• [What you should do]: From the data below, return the exact lines starting at the line containing "ear? Tag one per instance." and ending at the line containing "bangs? Tag one per instance.", both included, and nothing else.

• [Supplied data]:

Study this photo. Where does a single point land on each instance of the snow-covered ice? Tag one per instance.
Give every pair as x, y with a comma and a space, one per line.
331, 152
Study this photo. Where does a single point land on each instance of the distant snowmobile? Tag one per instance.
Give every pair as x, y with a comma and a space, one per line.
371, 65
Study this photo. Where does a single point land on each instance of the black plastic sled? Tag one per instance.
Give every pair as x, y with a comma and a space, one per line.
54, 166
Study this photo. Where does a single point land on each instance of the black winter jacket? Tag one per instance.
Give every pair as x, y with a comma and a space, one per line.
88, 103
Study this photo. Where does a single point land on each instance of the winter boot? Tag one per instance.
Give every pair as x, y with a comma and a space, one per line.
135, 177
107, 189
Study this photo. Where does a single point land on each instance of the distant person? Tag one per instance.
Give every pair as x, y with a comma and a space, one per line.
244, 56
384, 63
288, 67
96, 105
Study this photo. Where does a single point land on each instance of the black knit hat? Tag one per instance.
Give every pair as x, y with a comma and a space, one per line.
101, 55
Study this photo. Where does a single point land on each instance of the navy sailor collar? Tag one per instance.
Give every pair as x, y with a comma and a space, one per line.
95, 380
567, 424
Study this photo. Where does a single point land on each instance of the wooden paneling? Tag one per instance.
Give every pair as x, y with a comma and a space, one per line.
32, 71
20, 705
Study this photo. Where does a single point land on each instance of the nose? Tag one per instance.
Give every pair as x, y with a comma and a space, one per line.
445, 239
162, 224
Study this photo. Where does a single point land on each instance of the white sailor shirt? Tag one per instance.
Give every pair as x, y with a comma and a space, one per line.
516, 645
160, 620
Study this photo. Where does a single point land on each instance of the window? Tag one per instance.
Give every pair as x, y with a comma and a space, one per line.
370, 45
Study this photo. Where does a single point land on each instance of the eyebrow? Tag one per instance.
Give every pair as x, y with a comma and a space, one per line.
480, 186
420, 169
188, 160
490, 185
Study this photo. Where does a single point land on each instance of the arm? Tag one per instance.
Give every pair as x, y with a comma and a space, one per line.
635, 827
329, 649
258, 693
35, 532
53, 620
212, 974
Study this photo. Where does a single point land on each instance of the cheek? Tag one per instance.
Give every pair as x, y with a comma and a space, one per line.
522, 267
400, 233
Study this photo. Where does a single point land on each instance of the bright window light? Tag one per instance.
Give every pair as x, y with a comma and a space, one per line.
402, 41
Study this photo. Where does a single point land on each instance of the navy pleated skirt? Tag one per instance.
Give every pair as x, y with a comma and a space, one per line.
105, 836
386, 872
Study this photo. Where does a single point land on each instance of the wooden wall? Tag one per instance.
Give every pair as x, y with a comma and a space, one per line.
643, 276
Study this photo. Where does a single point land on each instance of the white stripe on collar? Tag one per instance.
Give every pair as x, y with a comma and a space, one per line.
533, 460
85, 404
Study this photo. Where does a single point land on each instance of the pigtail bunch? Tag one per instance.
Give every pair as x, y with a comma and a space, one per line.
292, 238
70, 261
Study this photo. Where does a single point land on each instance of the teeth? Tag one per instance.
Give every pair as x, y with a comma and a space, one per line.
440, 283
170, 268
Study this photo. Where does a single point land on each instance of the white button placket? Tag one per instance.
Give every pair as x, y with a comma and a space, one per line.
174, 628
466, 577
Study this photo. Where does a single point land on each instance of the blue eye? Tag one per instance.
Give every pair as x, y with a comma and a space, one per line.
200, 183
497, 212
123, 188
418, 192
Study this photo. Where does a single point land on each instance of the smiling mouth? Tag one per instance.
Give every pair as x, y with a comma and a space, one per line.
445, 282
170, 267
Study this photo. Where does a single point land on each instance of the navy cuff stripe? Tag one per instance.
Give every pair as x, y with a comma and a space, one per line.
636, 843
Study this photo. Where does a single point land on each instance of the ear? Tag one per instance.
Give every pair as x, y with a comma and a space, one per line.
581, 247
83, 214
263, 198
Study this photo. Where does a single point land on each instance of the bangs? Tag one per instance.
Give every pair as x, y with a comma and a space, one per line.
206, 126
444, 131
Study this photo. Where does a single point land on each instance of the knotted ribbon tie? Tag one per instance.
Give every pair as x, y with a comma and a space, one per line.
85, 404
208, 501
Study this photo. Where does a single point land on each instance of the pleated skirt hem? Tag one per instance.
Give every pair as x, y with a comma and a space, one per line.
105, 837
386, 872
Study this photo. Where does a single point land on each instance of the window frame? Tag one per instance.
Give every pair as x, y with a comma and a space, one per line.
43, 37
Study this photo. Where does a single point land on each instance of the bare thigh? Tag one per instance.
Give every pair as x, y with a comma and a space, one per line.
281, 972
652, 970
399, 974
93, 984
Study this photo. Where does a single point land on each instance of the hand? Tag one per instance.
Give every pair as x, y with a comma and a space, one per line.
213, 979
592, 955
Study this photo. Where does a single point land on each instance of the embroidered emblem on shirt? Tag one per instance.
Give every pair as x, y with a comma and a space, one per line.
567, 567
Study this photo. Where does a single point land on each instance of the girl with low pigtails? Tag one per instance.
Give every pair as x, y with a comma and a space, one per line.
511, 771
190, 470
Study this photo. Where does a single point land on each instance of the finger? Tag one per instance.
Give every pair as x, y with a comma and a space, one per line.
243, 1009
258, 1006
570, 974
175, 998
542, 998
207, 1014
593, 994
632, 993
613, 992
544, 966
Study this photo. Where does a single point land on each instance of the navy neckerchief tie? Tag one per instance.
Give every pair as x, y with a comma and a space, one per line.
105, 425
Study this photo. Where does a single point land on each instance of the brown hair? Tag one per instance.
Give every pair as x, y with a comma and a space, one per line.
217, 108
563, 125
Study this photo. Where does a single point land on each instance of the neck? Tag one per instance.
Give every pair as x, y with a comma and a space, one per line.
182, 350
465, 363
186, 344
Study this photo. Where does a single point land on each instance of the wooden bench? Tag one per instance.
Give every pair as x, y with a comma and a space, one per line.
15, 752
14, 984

• [Answer to this exercise]:
Study this photo. Where does a single point land on each instance of the ear? Tag one per instance.
Give every pair as x, y with a comma and a space, one per line.
581, 247
83, 214
263, 198
Study this photo. Where does a single point land on each instance of the bangs? Tag one per instance.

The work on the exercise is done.